- **TASK STATEMENT**
Extract all of the data and reproduce it precisely.

........

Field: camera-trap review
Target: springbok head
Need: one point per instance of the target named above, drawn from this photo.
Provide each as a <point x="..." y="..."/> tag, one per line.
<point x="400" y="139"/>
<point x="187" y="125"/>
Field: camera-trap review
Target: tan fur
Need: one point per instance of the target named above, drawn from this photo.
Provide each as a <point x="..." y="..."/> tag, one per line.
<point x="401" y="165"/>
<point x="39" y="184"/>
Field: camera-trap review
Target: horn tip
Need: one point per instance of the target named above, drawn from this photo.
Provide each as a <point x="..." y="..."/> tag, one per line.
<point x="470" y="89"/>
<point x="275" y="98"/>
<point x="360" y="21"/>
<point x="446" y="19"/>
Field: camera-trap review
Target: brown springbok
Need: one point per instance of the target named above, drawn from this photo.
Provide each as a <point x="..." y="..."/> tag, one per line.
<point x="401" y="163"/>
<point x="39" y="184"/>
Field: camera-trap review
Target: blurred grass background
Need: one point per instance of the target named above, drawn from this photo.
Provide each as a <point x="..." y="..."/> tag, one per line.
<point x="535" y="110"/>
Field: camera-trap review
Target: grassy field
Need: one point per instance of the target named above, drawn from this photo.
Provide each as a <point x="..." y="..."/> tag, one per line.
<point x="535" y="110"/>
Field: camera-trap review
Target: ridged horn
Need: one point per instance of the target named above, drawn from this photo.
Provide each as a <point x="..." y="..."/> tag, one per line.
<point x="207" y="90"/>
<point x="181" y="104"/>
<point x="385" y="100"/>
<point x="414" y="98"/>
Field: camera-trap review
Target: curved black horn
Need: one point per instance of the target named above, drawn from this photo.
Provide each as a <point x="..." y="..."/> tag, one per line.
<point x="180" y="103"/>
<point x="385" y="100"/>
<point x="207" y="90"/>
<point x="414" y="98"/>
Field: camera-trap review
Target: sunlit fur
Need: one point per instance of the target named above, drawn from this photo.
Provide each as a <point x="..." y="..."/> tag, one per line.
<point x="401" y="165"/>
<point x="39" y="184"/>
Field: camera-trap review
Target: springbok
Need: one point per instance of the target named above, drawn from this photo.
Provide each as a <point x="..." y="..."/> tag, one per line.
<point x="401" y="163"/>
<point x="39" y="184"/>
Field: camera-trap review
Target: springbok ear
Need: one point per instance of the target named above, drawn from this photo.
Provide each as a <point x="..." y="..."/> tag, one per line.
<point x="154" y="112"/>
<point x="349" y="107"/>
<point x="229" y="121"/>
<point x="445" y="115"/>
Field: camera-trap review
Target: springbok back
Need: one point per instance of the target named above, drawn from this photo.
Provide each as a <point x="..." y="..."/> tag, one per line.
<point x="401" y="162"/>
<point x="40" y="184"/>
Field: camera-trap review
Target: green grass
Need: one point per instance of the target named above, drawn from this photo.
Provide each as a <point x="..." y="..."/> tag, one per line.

........

- **PROBLEM SOLUTION**
Field: camera-trap review
Target: springbok head
Need: one point per instance of the target named above, drawn from this photo.
Provide each as a <point x="..." y="..."/> tag, one per line.
<point x="400" y="139"/>
<point x="187" y="125"/>
Field: camera-trap review
Target: tan fur
Need: one point per instance of the target named above, drawn from this photo.
Provide each as a <point x="..." y="..."/> tag, one per line.
<point x="401" y="165"/>
<point x="39" y="184"/>
Field: camera-trap review
Target: horn tip
Need: one point per instance of the target named above, drawn from this photo.
Provide each as a <point x="..." y="..."/> tag, one per line.
<point x="470" y="89"/>
<point x="275" y="98"/>
<point x="360" y="21"/>
<point x="446" y="19"/>
Field: camera-trap review
Target: brown springbok
Need: one point per instance of the target named above, drawn from this photo.
Provide each as a <point x="..." y="..."/> tag, one per line.
<point x="401" y="163"/>
<point x="39" y="184"/>
Field: camera-trap review
Target: blurred grass background
Need: one point per instance of the target named above, drawn from this photo.
Provide each as a <point x="..." y="..."/> tag, one per line.
<point x="535" y="110"/>
Field: camera-trap review
Target: grassy field
Need: one point per instance of the target named above, drawn from this photo.
Provide each as a <point x="..." y="..."/> tag, one per line.
<point x="535" y="110"/>
Field: camera-trap review
Target: ridged horn
Need: one point per instance of the target named above, drawn from this photo.
Provide each as a <point x="..." y="..."/> tag, one per line.
<point x="207" y="90"/>
<point x="181" y="104"/>
<point x="385" y="100"/>
<point x="414" y="98"/>
Field: camera-trap review
Target: curved black horn
Need: one point per instance of the target named above, drawn from this photo.
Provide each as a <point x="..." y="..."/> tag, one per line.
<point x="180" y="103"/>
<point x="385" y="100"/>
<point x="207" y="90"/>
<point x="414" y="98"/>
Field: camera-trap review
Target: sunlit fur
Need: one point per instance of the target named above, drawn from this photo.
Provide each as a <point x="..." y="..."/> tag, one per line.
<point x="401" y="165"/>
<point x="39" y="184"/>
Field: camera-trap review
Target: springbok
Need: one point per instance of the target named above, drawn from this photo.
Provide each as a <point x="..." y="..."/> tag, one per line.
<point x="401" y="163"/>
<point x="39" y="184"/>
Field: camera-trap review
Target: springbok ear
Need: one point per instance of the target named above, drawn from this photo.
Provide each as a <point x="..." y="..."/> tag, one per line.
<point x="154" y="112"/>
<point x="349" y="107"/>
<point x="229" y="121"/>
<point x="445" y="115"/>
Field: camera-trap review
Target: springbok back
Need: one point per instance of the target named above, drawn from this photo.
Provide each as a <point x="..." y="..."/> tag, one per line.
<point x="401" y="162"/>
<point x="40" y="184"/>
Field: camera-trap review
Target: green grass
Need: one point per instance of the target named above, drawn from this photo.
Provide each as a <point x="..." y="..."/> tag, one per line.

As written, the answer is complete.